Work to be completed = Turn every line of the entries below into a JSON list of strings, one string per line, skipping blank lines. Leave the pictures out.

══════

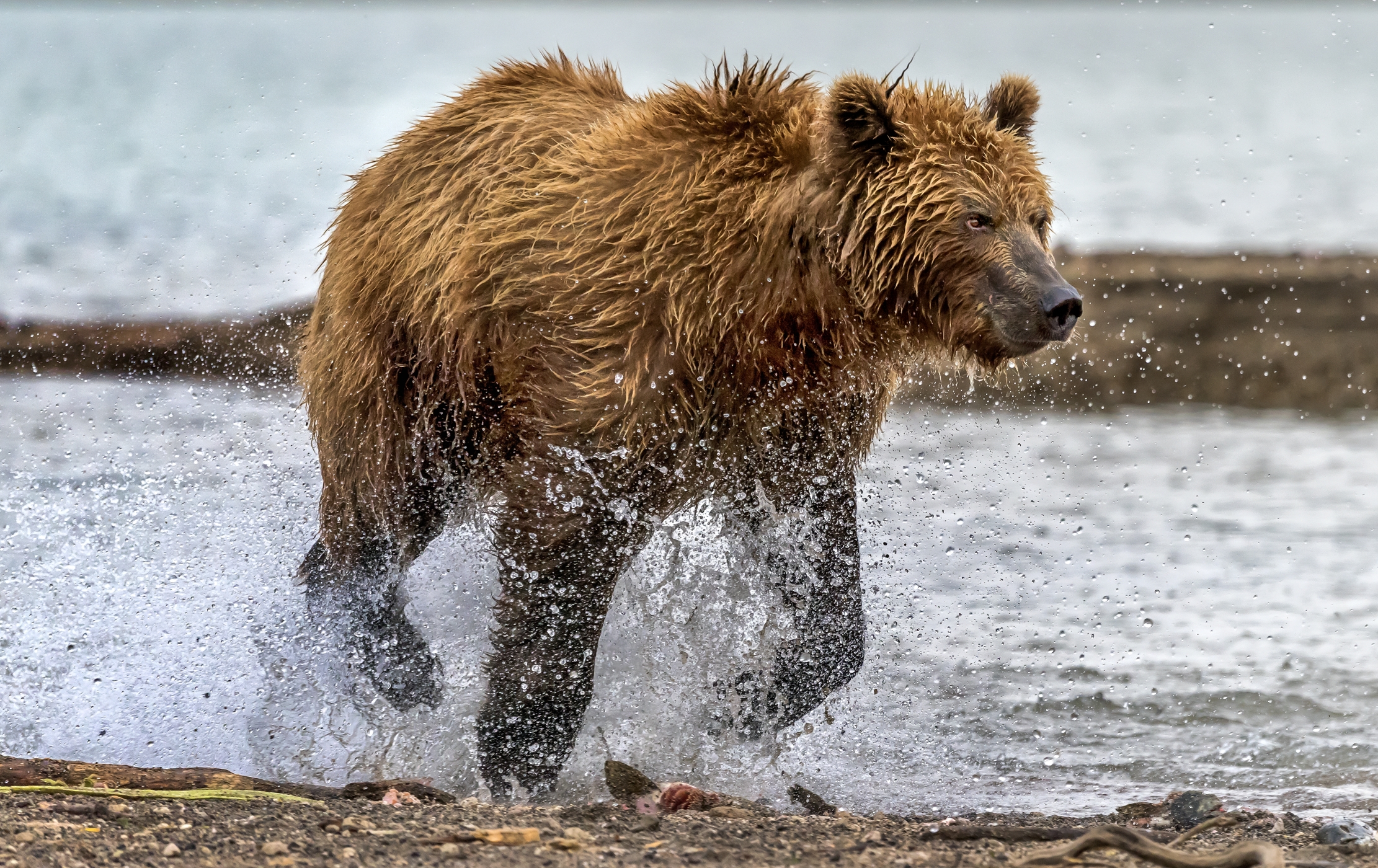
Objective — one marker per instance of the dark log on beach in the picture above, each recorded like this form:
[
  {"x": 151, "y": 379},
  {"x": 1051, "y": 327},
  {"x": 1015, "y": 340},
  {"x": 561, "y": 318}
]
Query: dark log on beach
[
  {"x": 1118, "y": 838},
  {"x": 16, "y": 772},
  {"x": 1263, "y": 331},
  {"x": 1016, "y": 834},
  {"x": 257, "y": 349}
]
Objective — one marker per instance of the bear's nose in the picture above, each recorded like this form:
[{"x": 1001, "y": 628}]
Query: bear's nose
[{"x": 1063, "y": 306}]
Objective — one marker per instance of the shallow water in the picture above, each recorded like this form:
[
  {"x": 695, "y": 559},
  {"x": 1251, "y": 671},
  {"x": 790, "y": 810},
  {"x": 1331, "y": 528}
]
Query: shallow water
[
  {"x": 1064, "y": 612},
  {"x": 185, "y": 162}
]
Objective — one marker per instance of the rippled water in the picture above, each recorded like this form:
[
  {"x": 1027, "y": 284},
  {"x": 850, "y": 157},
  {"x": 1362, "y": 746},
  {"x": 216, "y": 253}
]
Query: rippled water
[
  {"x": 1064, "y": 612},
  {"x": 187, "y": 160}
]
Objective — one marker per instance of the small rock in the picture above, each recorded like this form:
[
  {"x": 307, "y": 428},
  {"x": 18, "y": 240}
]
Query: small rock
[
  {"x": 626, "y": 783},
  {"x": 1194, "y": 808},
  {"x": 507, "y": 837},
  {"x": 567, "y": 844},
  {"x": 1139, "y": 810},
  {"x": 811, "y": 802},
  {"x": 1345, "y": 830},
  {"x": 647, "y": 825},
  {"x": 728, "y": 812},
  {"x": 396, "y": 798}
]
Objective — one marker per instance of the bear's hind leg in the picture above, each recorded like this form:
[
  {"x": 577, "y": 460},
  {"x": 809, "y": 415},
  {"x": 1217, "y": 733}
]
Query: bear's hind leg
[
  {"x": 817, "y": 571},
  {"x": 358, "y": 587},
  {"x": 365, "y": 604},
  {"x": 559, "y": 572}
]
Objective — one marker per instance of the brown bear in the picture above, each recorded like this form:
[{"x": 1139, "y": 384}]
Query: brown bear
[{"x": 575, "y": 312}]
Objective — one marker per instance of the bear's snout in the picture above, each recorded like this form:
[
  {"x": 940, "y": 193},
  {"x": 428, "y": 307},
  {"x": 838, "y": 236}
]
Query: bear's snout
[{"x": 1063, "y": 305}]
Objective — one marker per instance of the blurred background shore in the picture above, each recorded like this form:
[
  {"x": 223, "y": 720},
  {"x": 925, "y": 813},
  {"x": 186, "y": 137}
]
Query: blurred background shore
[{"x": 1260, "y": 331}]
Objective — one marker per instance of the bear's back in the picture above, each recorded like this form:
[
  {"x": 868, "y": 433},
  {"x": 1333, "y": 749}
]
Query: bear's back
[{"x": 408, "y": 213}]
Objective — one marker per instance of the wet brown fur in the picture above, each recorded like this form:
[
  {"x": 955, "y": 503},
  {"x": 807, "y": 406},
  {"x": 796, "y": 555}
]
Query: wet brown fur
[{"x": 685, "y": 279}]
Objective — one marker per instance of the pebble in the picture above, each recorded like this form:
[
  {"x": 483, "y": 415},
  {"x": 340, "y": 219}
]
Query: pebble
[
  {"x": 567, "y": 844},
  {"x": 1194, "y": 808},
  {"x": 728, "y": 812},
  {"x": 1345, "y": 830}
]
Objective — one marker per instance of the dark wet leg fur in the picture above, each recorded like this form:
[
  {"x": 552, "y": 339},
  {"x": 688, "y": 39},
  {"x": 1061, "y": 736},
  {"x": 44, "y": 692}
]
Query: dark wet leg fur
[
  {"x": 362, "y": 594},
  {"x": 819, "y": 577},
  {"x": 556, "y": 596},
  {"x": 368, "y": 611}
]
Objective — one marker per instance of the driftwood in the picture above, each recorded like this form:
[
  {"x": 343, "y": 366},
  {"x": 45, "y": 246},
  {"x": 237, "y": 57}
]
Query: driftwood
[
  {"x": 257, "y": 349},
  {"x": 1016, "y": 834},
  {"x": 233, "y": 795},
  {"x": 16, "y": 772},
  {"x": 1159, "y": 330},
  {"x": 1119, "y": 838}
]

══════

Solution to the problem =
[
  "Objective — one marker per instance of the dark log on beach in the picture above, each recorded like this form:",
  "[",
  "  {\"x\": 151, \"y\": 379},",
  "  {\"x\": 1051, \"y\": 327},",
  "  {\"x\": 1015, \"y\": 340},",
  "  {\"x\": 561, \"y\": 318}",
  "]",
  "Query: dark log on beach",
  "[",
  "  {\"x\": 1118, \"y\": 838},",
  "  {\"x\": 16, \"y\": 772},",
  "  {\"x\": 1263, \"y\": 331},",
  "  {\"x\": 1016, \"y\": 834},",
  "  {\"x\": 257, \"y\": 349}",
  "]",
  "Objective — one marker per instance of the bear's nose in the picture above, each recorded like this form:",
  "[{\"x\": 1001, \"y\": 628}]",
  "Query: bear's nose",
  "[{\"x\": 1063, \"y\": 306}]",
  "Objective — one marker per instance of the shallow water in the picture above, each recorded like this form:",
  "[",
  "  {\"x\": 695, \"y\": 559},",
  "  {\"x\": 1251, \"y\": 671},",
  "  {\"x\": 790, \"y\": 810},",
  "  {\"x\": 1331, \"y\": 528}",
  "]",
  "Query: shallow water",
  "[",
  "  {\"x\": 1064, \"y\": 612},",
  "  {\"x\": 185, \"y\": 162}",
  "]",
  "Objective — one marker per instance of the rippled water in the picture above, each recorded like this form:",
  "[",
  "  {\"x\": 1027, \"y\": 284},",
  "  {\"x\": 850, \"y\": 157},",
  "  {\"x\": 1362, \"y\": 746},",
  "  {\"x\": 216, \"y\": 253}",
  "]",
  "Query: rippled water",
  "[",
  "  {\"x\": 1064, \"y\": 612},",
  "  {\"x\": 187, \"y\": 160}",
  "]",
  "Objective — one marker per instance of the small rock in the picture above, each recorded like this form:",
  "[",
  "  {\"x\": 307, \"y\": 428},",
  "  {\"x\": 18, \"y\": 240}",
  "]",
  "Query: small rock",
  "[",
  "  {\"x\": 626, \"y\": 783},",
  "  {\"x\": 1194, \"y\": 808},",
  "  {\"x\": 507, \"y\": 837},",
  "  {\"x\": 567, \"y\": 844},",
  "  {\"x\": 1139, \"y\": 810},",
  "  {\"x\": 811, \"y\": 802},",
  "  {\"x\": 1345, \"y\": 830},",
  "  {\"x\": 647, \"y\": 825},",
  "  {\"x\": 728, \"y\": 812},",
  "  {\"x\": 396, \"y\": 798}",
  "]",
  "Objective — one marker per instance of the bear's hind leg in the picture above, each recorded like this form:",
  "[",
  "  {\"x\": 577, \"y\": 460},",
  "  {\"x\": 809, \"y\": 415},",
  "  {\"x\": 1217, \"y\": 733}",
  "]",
  "Query: bear's hind leg",
  "[",
  "  {\"x\": 817, \"y\": 571},",
  "  {\"x\": 358, \"y\": 587},",
  "  {\"x\": 365, \"y\": 604},",
  "  {\"x\": 559, \"y\": 572}",
  "]",
  "Objective — one marker per instance of the brown bear in the picture above, each recorded like this form:",
  "[{\"x\": 1139, \"y\": 384}]",
  "Query: brown bear",
  "[{\"x\": 575, \"y\": 312}]",
  "Objective — one marker per instance of the bear's snout in the picture above, each recorded like this form:",
  "[",
  "  {\"x\": 940, \"y\": 193},",
  "  {\"x\": 428, \"y\": 307},",
  "  {\"x\": 838, \"y\": 236}",
  "]",
  "Query: bear's snout",
  "[{\"x\": 1063, \"y\": 305}]",
  "Objective — one marker per instance of the blurred background shore in the picture above, each recorded like this form:",
  "[",
  "  {\"x\": 223, \"y\": 720},",
  "  {\"x\": 925, \"y\": 813},",
  "  {\"x\": 186, \"y\": 137}",
  "]",
  "Query: blurred background shore",
  "[{\"x\": 1260, \"y\": 331}]",
  "Objective — one marker per instance of the bear's back in the picture above, each recorded like this form:",
  "[",
  "  {\"x\": 868, \"y\": 433},",
  "  {\"x\": 1333, \"y\": 749}",
  "]",
  "Query: bear's back",
  "[{\"x\": 408, \"y\": 213}]",
  "Objective — one marker per instance of the wet brown fur in the picture above, each recorded like this form:",
  "[",
  "  {\"x\": 955, \"y\": 503},",
  "  {\"x\": 807, \"y\": 406},",
  "  {\"x\": 796, \"y\": 555}",
  "]",
  "Query: wet brown fur",
  "[{\"x\": 685, \"y\": 279}]",
  "Objective — one marker per instance of the pebble in the picture above, each recorded like this form:",
  "[",
  "  {\"x\": 483, \"y\": 415},",
  "  {\"x\": 340, \"y\": 219}",
  "]",
  "Query: pebble",
  "[",
  "  {\"x\": 567, \"y\": 844},",
  "  {\"x\": 1194, \"y\": 808},",
  "  {\"x\": 728, \"y\": 812},",
  "  {\"x\": 1345, \"y\": 830}",
  "]",
  "Objective — one marker per instance of the dark wet leg fur in the picture above, each recorded like this form:",
  "[",
  "  {\"x\": 552, \"y\": 339},",
  "  {\"x\": 688, \"y\": 39},",
  "  {\"x\": 1061, \"y\": 736},",
  "  {\"x\": 44, \"y\": 692}",
  "]",
  "Query: dark wet leg fur",
  "[",
  "  {\"x\": 362, \"y\": 594},",
  "  {\"x\": 819, \"y\": 577},",
  "  {\"x\": 556, \"y\": 596},",
  "  {\"x\": 368, \"y\": 611}",
  "]",
  "Objective — one marker per instance of the driftwood in the picture above, each recorded like this form:",
  "[",
  "  {\"x\": 343, \"y\": 366},",
  "  {\"x\": 45, \"y\": 246},",
  "  {\"x\": 237, \"y\": 57}",
  "]",
  "Query: driftwood",
  "[",
  "  {\"x\": 257, \"y\": 349},",
  "  {\"x\": 1016, \"y\": 834},",
  "  {\"x\": 233, \"y\": 795},",
  "  {\"x\": 16, \"y\": 772},",
  "  {\"x\": 1159, \"y\": 330},",
  "  {\"x\": 1119, \"y\": 838}",
  "]"
]